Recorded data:
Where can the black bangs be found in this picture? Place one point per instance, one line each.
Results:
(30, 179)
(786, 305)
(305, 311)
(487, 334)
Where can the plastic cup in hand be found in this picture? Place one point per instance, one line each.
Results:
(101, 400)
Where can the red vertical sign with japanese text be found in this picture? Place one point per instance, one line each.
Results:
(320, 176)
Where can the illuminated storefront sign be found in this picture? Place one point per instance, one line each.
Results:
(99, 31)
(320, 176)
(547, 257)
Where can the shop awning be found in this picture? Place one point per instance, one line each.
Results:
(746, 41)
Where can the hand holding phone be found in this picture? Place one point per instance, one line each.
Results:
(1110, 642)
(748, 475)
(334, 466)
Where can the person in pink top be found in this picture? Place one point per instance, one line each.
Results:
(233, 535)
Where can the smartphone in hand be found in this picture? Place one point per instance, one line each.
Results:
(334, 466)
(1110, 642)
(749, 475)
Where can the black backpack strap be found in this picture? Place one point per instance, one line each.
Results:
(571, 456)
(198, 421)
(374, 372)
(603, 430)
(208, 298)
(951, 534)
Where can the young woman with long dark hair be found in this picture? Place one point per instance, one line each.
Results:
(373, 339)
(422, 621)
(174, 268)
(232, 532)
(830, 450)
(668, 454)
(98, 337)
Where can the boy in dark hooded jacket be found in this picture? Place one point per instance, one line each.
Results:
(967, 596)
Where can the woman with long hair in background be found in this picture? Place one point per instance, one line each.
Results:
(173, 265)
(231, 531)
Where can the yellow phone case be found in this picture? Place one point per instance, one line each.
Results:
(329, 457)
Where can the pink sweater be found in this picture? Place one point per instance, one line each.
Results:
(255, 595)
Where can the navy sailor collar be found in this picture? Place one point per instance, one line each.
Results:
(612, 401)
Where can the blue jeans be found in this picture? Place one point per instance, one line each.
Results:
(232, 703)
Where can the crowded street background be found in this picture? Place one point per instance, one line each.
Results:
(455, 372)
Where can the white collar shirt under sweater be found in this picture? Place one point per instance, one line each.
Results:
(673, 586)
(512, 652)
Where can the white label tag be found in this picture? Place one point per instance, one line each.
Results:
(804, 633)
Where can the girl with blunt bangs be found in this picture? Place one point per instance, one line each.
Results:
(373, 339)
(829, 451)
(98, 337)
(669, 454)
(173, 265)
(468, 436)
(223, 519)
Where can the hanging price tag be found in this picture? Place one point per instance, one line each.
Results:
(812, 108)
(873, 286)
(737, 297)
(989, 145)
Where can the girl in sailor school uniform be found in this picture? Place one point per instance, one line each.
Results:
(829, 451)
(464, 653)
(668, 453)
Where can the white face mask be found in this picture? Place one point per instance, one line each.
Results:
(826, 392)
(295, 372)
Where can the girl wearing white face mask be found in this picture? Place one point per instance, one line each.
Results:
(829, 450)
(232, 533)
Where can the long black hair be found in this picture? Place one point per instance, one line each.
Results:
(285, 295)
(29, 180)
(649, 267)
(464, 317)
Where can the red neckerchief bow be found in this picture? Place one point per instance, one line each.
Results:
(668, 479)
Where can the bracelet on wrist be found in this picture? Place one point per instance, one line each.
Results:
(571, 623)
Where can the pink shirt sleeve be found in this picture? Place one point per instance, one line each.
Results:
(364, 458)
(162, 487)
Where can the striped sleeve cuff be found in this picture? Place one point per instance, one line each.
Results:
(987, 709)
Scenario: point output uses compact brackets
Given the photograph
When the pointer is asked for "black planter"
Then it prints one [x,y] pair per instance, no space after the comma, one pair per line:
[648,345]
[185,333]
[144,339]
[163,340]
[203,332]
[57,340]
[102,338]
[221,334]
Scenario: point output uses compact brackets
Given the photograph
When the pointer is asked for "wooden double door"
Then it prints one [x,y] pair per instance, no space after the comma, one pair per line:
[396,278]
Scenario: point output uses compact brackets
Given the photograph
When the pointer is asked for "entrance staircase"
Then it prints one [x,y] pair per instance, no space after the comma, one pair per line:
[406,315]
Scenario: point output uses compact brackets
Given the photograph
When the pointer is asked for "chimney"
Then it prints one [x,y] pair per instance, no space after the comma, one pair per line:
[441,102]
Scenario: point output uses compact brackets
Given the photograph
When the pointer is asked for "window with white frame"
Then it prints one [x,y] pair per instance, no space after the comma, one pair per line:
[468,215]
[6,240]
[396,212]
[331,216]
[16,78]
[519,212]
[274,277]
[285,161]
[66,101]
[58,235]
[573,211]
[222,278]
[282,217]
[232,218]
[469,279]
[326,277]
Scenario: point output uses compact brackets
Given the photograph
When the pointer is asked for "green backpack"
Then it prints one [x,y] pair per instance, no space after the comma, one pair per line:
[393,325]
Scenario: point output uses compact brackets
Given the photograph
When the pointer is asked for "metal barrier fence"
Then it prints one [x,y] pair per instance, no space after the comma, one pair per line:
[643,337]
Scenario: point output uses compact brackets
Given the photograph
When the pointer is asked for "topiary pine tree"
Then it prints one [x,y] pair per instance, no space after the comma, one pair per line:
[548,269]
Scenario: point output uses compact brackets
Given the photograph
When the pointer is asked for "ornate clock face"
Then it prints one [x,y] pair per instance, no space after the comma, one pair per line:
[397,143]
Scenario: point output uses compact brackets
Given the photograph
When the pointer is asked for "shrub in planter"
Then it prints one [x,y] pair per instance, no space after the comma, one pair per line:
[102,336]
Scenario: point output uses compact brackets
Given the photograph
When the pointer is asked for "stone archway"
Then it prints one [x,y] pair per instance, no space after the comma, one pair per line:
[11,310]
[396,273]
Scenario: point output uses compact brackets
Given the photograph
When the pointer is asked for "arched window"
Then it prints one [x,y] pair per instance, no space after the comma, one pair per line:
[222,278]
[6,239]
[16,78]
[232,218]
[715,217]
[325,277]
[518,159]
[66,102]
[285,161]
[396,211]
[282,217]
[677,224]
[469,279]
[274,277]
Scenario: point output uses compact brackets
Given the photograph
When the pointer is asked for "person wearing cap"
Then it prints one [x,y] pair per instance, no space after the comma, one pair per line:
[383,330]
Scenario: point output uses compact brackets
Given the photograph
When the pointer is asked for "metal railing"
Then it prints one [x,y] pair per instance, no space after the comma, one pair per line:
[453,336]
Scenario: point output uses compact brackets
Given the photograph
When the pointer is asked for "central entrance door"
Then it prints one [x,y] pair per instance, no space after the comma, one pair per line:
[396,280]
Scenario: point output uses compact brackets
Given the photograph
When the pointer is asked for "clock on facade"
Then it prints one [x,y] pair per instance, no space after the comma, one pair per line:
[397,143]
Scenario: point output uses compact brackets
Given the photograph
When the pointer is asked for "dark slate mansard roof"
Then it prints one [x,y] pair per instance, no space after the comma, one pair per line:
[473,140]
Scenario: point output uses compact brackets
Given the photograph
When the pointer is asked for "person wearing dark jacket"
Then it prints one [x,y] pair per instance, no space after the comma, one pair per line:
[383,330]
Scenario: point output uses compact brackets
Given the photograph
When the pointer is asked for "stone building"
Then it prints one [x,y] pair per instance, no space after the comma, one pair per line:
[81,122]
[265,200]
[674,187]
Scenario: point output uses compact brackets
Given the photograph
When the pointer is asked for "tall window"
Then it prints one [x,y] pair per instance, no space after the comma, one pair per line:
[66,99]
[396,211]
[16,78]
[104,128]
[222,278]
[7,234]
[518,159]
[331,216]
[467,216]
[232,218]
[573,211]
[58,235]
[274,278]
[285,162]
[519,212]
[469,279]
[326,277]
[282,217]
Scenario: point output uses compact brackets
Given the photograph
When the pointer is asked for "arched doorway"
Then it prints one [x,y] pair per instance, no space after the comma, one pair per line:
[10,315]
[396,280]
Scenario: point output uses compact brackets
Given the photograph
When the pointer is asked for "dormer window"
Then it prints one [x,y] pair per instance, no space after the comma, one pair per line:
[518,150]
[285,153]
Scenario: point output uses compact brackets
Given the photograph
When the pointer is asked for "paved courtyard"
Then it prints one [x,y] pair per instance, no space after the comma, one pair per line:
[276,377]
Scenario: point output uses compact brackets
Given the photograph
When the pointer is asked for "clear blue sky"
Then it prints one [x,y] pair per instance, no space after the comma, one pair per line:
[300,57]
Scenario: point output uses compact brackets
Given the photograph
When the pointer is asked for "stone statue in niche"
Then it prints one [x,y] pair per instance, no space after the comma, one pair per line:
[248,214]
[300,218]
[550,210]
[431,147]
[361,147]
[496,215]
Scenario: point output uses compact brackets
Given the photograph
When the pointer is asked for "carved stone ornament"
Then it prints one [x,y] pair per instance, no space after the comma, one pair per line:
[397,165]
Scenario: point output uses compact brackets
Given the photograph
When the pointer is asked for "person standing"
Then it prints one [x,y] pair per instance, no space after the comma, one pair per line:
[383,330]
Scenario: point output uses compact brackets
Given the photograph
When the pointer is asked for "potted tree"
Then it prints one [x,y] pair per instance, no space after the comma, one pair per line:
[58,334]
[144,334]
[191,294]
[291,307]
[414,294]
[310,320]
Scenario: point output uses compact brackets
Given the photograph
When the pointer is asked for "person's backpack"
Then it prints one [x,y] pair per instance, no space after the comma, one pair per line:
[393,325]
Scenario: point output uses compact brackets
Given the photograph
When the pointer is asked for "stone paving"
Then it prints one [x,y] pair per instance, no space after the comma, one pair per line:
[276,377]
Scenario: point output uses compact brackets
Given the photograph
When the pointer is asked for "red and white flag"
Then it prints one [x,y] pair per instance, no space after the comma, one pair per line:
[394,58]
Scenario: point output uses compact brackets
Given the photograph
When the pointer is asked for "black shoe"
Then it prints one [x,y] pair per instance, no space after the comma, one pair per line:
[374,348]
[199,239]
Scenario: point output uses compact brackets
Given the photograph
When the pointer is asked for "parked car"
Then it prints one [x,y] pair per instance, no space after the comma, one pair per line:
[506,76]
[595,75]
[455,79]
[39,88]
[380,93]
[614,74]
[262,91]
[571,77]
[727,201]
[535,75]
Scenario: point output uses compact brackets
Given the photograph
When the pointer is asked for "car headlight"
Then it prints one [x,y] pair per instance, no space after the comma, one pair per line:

TASK DESCRIPTION —
Whenever the string "background" shows up in a line of the records, that line counts; state how many lines count, and only that.

SOLUTION FOR THIS EXERCISE —
2